Job: Take all the material and copy it exactly.

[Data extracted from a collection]

+===+

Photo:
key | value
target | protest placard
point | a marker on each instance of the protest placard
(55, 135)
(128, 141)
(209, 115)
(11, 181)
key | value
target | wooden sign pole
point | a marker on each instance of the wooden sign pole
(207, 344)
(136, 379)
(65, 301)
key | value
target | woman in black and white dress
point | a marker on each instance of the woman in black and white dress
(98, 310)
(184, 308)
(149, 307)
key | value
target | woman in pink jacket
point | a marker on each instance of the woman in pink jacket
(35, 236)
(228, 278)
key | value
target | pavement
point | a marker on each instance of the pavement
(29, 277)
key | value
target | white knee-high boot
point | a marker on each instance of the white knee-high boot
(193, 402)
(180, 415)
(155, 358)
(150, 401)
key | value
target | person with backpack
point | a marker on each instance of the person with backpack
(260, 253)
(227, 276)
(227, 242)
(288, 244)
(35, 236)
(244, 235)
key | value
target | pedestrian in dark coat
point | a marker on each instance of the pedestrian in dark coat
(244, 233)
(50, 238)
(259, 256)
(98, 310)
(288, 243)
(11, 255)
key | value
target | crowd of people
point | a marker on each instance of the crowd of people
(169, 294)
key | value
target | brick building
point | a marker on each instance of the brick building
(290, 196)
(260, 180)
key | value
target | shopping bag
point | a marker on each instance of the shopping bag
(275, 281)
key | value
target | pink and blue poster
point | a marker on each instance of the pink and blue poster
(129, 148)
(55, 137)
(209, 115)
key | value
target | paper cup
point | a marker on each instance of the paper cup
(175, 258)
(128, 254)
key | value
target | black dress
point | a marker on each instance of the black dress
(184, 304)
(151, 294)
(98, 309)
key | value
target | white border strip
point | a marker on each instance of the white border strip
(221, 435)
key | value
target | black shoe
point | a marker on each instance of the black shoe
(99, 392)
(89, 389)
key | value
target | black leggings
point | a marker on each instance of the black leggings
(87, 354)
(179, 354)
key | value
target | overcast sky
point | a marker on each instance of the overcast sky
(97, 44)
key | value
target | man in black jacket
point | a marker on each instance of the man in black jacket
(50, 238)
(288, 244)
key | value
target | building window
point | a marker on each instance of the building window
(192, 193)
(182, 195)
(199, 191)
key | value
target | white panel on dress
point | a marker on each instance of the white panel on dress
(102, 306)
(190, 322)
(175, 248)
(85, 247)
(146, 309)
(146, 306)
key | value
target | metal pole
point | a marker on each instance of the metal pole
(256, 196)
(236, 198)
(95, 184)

+===+

Written solution:
Photo:
key | value
target | protest placard
point | a marker on each instance of the protest placard
(55, 135)
(128, 141)
(209, 115)
(11, 181)
key | value
target | wooden sign pole
point | a marker on each instance of the wooden sign pole
(207, 344)
(136, 379)
(65, 301)
key | value
target | woman in black and white dress
point | a marker on each instance of the woman in black and white dress
(98, 310)
(184, 308)
(149, 307)
key | value
target | woman in pink jacket
point | a marker on each instance of the woman in pink jacket
(35, 236)
(228, 278)
key | value
target | pavement
point | a marker on each instance of the pavement
(29, 277)
key | value
target | white knee-high boot
point | a marker on each instance of the white knee-high boot
(193, 402)
(180, 415)
(155, 358)
(150, 401)
key | value
target | person with backpack
point | a marker on each instance of the person with backpack
(260, 253)
(227, 276)
(227, 242)
(288, 244)
(35, 236)
(244, 235)
key | value
target | pedestrian in dark coat
point | a marker on each instance of the pedestrian in dark coat
(244, 233)
(50, 238)
(259, 256)
(98, 310)
(288, 243)
(11, 255)
key | value
target | crowd of people
point | a marker on each instance of the crowd of people
(169, 294)
key | value
target | brick building
point | a marker on each instance of the brick building
(290, 196)
(260, 180)
key | value
target | shopping bag
point | a marker on each instance of the shopping bag
(275, 281)
key | value
target | pink and blue poster
point | a marker on each instance of the pink and blue poster
(129, 148)
(55, 137)
(209, 115)
key | value
target | paper cup
point | a marker on each instance of the paper cup
(175, 258)
(128, 254)
key | value
target | black dress
point | a marker on each instance of the black dress
(184, 304)
(151, 294)
(98, 309)
key | value
target | white border strip
point | a marker on each instance of the white border strip
(221, 435)
key | value
target | black shoe
point | a marker on each instance of the black shoe
(99, 392)
(89, 389)
key | value
target | black leggings
point | a marker on each instance of the black leggings
(87, 354)
(179, 354)
key | value
target | overcast sky
point | a marker on each instance of the overcast sky
(97, 44)
key | value
target | man in black jacket
point | a marker on each instance of the man in black jacket
(50, 238)
(288, 244)
key | value
target | building window
point | a marker on each instance of the building window
(192, 193)
(182, 195)
(199, 191)
key | value
target | white panel on dress
point | a marker on each instance of the white panel on dress
(102, 306)
(190, 322)
(175, 248)
(85, 247)
(146, 309)
(146, 306)
key | value
target | metal pole
point | a marker on each instance of the metal pole
(256, 196)
(236, 198)
(95, 184)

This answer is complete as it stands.